• [What the exercise asks]:
Rewrite the records below as a Markdown table with two columns, "Row" and "Line." Number the rows in order, put one line in each row, and leave out blank lines.

(Point annotation dataset records)

──────

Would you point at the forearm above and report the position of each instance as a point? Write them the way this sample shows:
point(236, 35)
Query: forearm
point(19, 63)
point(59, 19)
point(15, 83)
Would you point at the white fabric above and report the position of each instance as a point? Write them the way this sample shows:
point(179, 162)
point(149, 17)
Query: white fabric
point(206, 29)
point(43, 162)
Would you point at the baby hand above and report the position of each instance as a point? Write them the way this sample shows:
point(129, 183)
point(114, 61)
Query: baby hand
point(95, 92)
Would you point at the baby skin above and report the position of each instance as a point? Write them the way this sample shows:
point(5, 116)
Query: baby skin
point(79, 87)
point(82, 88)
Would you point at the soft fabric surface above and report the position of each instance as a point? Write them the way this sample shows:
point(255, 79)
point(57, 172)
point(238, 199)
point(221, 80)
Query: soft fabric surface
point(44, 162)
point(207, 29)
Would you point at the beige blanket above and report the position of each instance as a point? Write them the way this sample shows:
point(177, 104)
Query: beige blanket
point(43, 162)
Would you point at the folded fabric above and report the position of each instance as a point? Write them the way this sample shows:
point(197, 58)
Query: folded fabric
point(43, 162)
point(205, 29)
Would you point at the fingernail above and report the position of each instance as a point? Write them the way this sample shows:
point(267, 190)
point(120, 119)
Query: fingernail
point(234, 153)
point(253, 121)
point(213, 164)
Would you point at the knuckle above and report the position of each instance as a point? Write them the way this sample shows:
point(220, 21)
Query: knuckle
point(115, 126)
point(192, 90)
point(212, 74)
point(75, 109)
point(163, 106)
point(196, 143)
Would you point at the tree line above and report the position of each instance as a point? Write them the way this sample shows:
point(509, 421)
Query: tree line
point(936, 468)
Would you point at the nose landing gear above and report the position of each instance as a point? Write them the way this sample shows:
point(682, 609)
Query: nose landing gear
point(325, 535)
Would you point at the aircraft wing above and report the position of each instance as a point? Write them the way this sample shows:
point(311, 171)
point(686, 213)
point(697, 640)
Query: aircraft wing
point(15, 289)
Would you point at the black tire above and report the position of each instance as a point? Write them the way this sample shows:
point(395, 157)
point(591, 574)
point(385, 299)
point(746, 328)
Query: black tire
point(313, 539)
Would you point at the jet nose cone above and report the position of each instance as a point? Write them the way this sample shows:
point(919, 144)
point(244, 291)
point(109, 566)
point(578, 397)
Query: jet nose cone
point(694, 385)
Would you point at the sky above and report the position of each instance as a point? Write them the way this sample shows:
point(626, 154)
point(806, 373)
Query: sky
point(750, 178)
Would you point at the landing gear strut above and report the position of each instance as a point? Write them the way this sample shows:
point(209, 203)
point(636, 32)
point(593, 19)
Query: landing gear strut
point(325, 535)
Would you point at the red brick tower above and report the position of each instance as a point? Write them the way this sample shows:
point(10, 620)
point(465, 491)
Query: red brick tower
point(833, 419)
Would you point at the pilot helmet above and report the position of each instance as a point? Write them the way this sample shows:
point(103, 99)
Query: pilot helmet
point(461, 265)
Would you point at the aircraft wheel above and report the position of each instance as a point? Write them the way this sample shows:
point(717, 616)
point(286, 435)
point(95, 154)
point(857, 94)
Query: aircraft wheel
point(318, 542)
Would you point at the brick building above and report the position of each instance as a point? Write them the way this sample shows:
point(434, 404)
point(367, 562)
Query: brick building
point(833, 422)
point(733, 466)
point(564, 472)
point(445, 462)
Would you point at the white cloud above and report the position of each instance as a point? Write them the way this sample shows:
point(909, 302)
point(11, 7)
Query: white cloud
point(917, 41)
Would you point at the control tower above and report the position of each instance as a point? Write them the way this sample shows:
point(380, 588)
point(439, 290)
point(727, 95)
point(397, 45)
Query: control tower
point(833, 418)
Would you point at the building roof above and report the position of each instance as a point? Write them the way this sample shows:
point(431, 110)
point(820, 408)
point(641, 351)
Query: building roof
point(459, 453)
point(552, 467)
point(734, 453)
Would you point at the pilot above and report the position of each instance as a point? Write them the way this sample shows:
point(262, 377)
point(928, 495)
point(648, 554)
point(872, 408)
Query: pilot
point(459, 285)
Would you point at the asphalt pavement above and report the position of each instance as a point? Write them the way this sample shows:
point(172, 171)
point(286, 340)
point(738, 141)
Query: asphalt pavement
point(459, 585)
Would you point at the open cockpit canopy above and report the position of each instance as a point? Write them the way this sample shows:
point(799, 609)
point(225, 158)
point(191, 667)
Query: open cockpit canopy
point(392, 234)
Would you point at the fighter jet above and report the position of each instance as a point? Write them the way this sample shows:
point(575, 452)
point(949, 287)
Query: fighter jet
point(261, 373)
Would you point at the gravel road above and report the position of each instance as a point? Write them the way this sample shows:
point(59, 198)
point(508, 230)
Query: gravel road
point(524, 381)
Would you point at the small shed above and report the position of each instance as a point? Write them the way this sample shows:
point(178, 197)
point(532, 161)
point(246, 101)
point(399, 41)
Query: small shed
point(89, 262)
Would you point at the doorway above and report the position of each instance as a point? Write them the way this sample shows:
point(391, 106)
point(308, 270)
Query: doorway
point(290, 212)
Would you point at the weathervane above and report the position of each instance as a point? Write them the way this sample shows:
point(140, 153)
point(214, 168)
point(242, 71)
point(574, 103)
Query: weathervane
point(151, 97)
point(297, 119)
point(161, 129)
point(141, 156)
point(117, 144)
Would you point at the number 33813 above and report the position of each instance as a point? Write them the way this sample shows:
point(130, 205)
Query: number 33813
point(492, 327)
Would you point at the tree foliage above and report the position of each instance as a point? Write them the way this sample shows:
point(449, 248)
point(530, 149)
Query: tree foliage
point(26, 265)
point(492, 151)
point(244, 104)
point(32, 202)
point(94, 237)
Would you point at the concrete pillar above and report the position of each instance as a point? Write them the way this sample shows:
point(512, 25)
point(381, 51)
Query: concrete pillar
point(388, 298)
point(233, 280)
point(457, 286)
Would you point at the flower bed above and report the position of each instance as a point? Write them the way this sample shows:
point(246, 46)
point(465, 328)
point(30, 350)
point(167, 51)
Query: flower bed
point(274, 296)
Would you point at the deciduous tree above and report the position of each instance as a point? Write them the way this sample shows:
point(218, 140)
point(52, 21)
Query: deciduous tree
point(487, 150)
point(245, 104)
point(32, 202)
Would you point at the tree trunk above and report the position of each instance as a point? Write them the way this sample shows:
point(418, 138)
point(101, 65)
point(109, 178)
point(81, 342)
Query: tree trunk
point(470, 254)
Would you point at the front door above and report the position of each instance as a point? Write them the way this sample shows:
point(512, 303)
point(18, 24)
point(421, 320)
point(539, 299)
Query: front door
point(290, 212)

──────

• [Written answer]:
| Row | Line |
|---|---|
| 1 | Would you point at the forearm above and report the position of each instance as a point? Write them the way this sample shows: |
| 2 | point(236, 35) |
| 3 | Query: forearm |
| 4 | point(19, 63) |
| 5 | point(59, 19) |
| 6 | point(15, 83) |
| 7 | Would you point at the white fabric above and report the position of each instance as a point? Write them the way this sample shows: |
| 8 | point(179, 162) |
| 9 | point(149, 17) |
| 10 | Query: white fabric |
| 11 | point(206, 29) |
| 12 | point(43, 162) |
| 13 | Would you point at the baby hand above and report the position of each instance as a point? Write them the way this sample shows: |
| 14 | point(129, 183) |
| 15 | point(114, 61) |
| 16 | Query: baby hand |
| 17 | point(95, 92) |
| 18 | Would you point at the baby skin above and report the position of each instance as a point? Write them the way this sample shows: |
| 19 | point(5, 116) |
| 20 | Query: baby skin |
| 21 | point(79, 87) |
| 22 | point(82, 88) |
| 23 | Would you point at the soft fabric surface above and report the position of each instance as a point? Write them the way this sample shows: |
| 24 | point(255, 79) |
| 25 | point(57, 172) |
| 26 | point(238, 199) |
| 27 | point(221, 80) |
| 28 | Query: soft fabric surface |
| 29 | point(44, 162) |
| 30 | point(207, 29) |
| 31 | Would you point at the beige blanket above and report the position of each instance as a point? Write them the way this sample shows: |
| 32 | point(177, 104) |
| 33 | Query: beige blanket |
| 34 | point(43, 162) |
| 35 | Would you point at the folded fabric above and report the position of each instance as a point? Write them the way this sample shows: |
| 36 | point(197, 58) |
| 37 | Query: folded fabric |
| 38 | point(43, 162) |
| 39 | point(205, 29) |
| 40 | Would you point at the fingernail above and report the position of each instance as a point? Write them the way this sample shows: |
| 41 | point(267, 190) |
| 42 | point(120, 119) |
| 43 | Query: fingernail |
| 44 | point(234, 153) |
| 45 | point(253, 121) |
| 46 | point(213, 164) |
| 47 | Would you point at the knuckle above and report the position of each instance as a point? Write them the way this sample shows: |
| 48 | point(220, 21) |
| 49 | Query: knuckle |
| 50 | point(115, 126) |
| 51 | point(192, 90) |
| 52 | point(212, 74) |
| 53 | point(75, 109) |
| 54 | point(163, 106) |
| 55 | point(196, 143) |
| 56 | Would you point at the tree line above and report the position of each instance as a point? Write them the way this sample shows: |
| 57 | point(509, 421) |
| 58 | Query: tree line |
| 59 | point(936, 468) |
| 60 | Would you point at the nose landing gear above and report the position of each instance as a point? Write them the way this sample shows: |
| 61 | point(682, 609) |
| 62 | Query: nose landing gear |
| 63 | point(325, 535) |
| 64 | Would you point at the aircraft wing above and report the position of each instance as a point? Write them the way this sample shows: |
| 65 | point(311, 171) |
| 66 | point(686, 213) |
| 67 | point(697, 640) |
| 68 | Query: aircraft wing |
| 69 | point(15, 289) |
| 70 | Would you point at the black tire above and report the position of each instance as a point? Write them the way this sample shows: |
| 71 | point(395, 157) |
| 72 | point(591, 574) |
| 73 | point(385, 299) |
| 74 | point(746, 328) |
| 75 | Query: black tire |
| 76 | point(313, 539) |
| 77 | Would you point at the jet nose cone above and report the position of each instance as a point? Write them the way this sample shows: |
| 78 | point(919, 144) |
| 79 | point(244, 291) |
| 80 | point(109, 566) |
| 81 | point(578, 397) |
| 82 | Query: jet nose cone |
| 83 | point(694, 385) |
| 84 | Would you point at the sky above and report the position of each instance as a point? Write them the way this sample shows: |
| 85 | point(626, 154) |
| 86 | point(806, 373) |
| 87 | Query: sky |
| 88 | point(750, 178) |
| 89 | Would you point at the landing gear strut above and report the position of each instance as a point? Write them the way this sample shows: |
| 90 | point(209, 203) |
| 91 | point(636, 32) |
| 92 | point(593, 19) |
| 93 | Query: landing gear strut |
| 94 | point(325, 535) |
| 95 | Would you point at the red brick tower above and report the position of each instance as a point? Write them the way this sample shows: |
| 96 | point(10, 620) |
| 97 | point(465, 491) |
| 98 | Query: red brick tower |
| 99 | point(833, 419) |
| 100 | Would you point at the pilot helmet above and report the position of each instance as a point? Write them the way this sample shows: |
| 101 | point(103, 99) |
| 102 | Query: pilot helmet |
| 103 | point(461, 265) |
| 104 | Would you point at the aircraft wheel above and report the position of each instance as a point? Write them the way this sample shows: |
| 105 | point(717, 616) |
| 106 | point(286, 435) |
| 107 | point(95, 154) |
| 108 | point(857, 94) |
| 109 | Query: aircraft wheel |
| 110 | point(318, 542) |
| 111 | Would you point at the brick building above and report the position of each instance as a point? Write them the way this sample shows: |
| 112 | point(434, 404) |
| 113 | point(367, 562) |
| 114 | Query: brick building |
| 115 | point(833, 422) |
| 116 | point(733, 466) |
| 117 | point(564, 472) |
| 118 | point(445, 462) |
| 119 | Would you point at the white cloud above and report the position of each instance as a point? Write them the way this sample shows: |
| 120 | point(909, 302) |
| 121 | point(11, 7) |
| 122 | Query: white cloud |
| 123 | point(917, 41) |
| 124 | Would you point at the control tower above and report the position of each instance as a point? Write them the way this sample shows: |
| 125 | point(380, 588) |
| 126 | point(439, 290) |
| 127 | point(727, 95) |
| 128 | point(397, 45) |
| 129 | Query: control tower |
| 130 | point(833, 418) |
| 131 | Would you point at the building roof above and report the position of each instance as a point? Write them the way this sample shows: |
| 132 | point(431, 110) |
| 133 | point(820, 408) |
| 134 | point(641, 351) |
| 135 | Query: building roof |
| 136 | point(459, 453) |
| 137 | point(552, 467) |
| 138 | point(734, 453) |
| 139 | Would you point at the pilot above and report the position of each instance as a point? Write them the way this sample shows: |
| 140 | point(262, 377) |
| 141 | point(928, 495) |
| 142 | point(648, 554) |
| 143 | point(872, 408) |
| 144 | Query: pilot |
| 145 | point(459, 285) |
| 146 | Would you point at the asphalt pavement above and report the position of each instance as a point? Write them the way this sample shows: |
| 147 | point(172, 171) |
| 148 | point(286, 340) |
| 149 | point(738, 141) |
| 150 | Query: asphalt pavement |
| 151 | point(459, 585) |
| 152 | Would you point at the open cockpit canopy above and report the position of each instance as a point? Write them the way this sample shows: |
| 153 | point(799, 609) |
| 154 | point(225, 158) |
| 155 | point(191, 667) |
| 156 | Query: open cockpit canopy |
| 157 | point(392, 234) |
| 158 | Would you point at the fighter jet above and report the position of each instance as a point? Write them the way this sample shows: |
| 159 | point(575, 452) |
| 160 | point(949, 287) |
| 161 | Query: fighter jet |
| 162 | point(261, 373) |
| 163 | Would you point at the gravel road above and report the position of each instance as a point? Write them the way this sample shows: |
| 164 | point(59, 198) |
| 165 | point(508, 230) |
| 166 | Query: gravel road |
| 167 | point(524, 381) |
| 168 | Would you point at the small shed above and report the position of each instance as a point? Write them the way this sample shows: |
| 169 | point(178, 197) |
| 170 | point(532, 161) |
| 171 | point(246, 101) |
| 172 | point(399, 41) |
| 173 | Query: small shed |
| 174 | point(89, 262) |
| 175 | Would you point at the doorway above and report the position of each instance as a point? Write them the way this sample shows: |
| 176 | point(391, 106) |
| 177 | point(308, 270) |
| 178 | Query: doorway |
| 179 | point(290, 212) |
| 180 | Would you point at the weathervane above and report the position of each instance as a point? Write them the way this sample shows: |
| 181 | point(140, 153) |
| 182 | point(214, 168) |
| 183 | point(242, 71) |
| 184 | point(574, 103) |
| 185 | Query: weathervane |
| 186 | point(151, 97) |
| 187 | point(297, 119) |
| 188 | point(161, 129) |
| 189 | point(141, 156) |
| 190 | point(117, 144) |
| 191 | Would you point at the number 33813 above and report the position of each instance as a point? Write them the way this sample shows: |
| 192 | point(130, 205) |
| 193 | Query: number 33813 |
| 194 | point(492, 327) |
| 195 | Would you point at the tree foliage above and report the position of each instance as a point? Write them the way this sample shows: |
| 196 | point(449, 248) |
| 197 | point(530, 149) |
| 198 | Query: tree foliage |
| 199 | point(26, 265) |
| 200 | point(492, 151) |
| 201 | point(244, 104) |
| 202 | point(32, 202) |
| 203 | point(94, 237) |
| 204 | Would you point at the concrete pillar above and report the position of each instance as a point? Write them the way this sample shows: |
| 205 | point(512, 25) |
| 206 | point(381, 51) |
| 207 | Query: concrete pillar |
| 208 | point(388, 298) |
| 209 | point(233, 280) |
| 210 | point(457, 286) |
| 211 | Would you point at the flower bed above and report the position of each instance as a point? Write them the way this sample shows: |
| 212 | point(246, 46) |
| 213 | point(465, 328) |
| 214 | point(30, 350) |
| 215 | point(167, 51) |
| 216 | Query: flower bed |
| 217 | point(274, 296) |
| 218 | Would you point at the deciduous tree above and report the position of each instance as a point? Write them the way this sample shows: |
| 219 | point(218, 140) |
| 220 | point(52, 21) |
| 221 | Query: deciduous tree |
| 222 | point(487, 150) |
| 223 | point(245, 104) |
| 224 | point(32, 202) |
| 225 | Would you point at the tree trunk above and report the position of each instance as a point? Write them the way this sample shows: |
| 226 | point(418, 138) |
| 227 | point(101, 65) |
| 228 | point(109, 178) |
| 229 | point(81, 342) |
| 230 | Query: tree trunk |
| 231 | point(470, 254) |
| 232 | Would you point at the front door above and report the position of each instance as a point? Write them the way this sample shows: |
| 233 | point(512, 303) |
| 234 | point(18, 24) |
| 235 | point(421, 320) |
| 236 | point(539, 299) |
| 237 | Query: front door |
| 238 | point(290, 212) |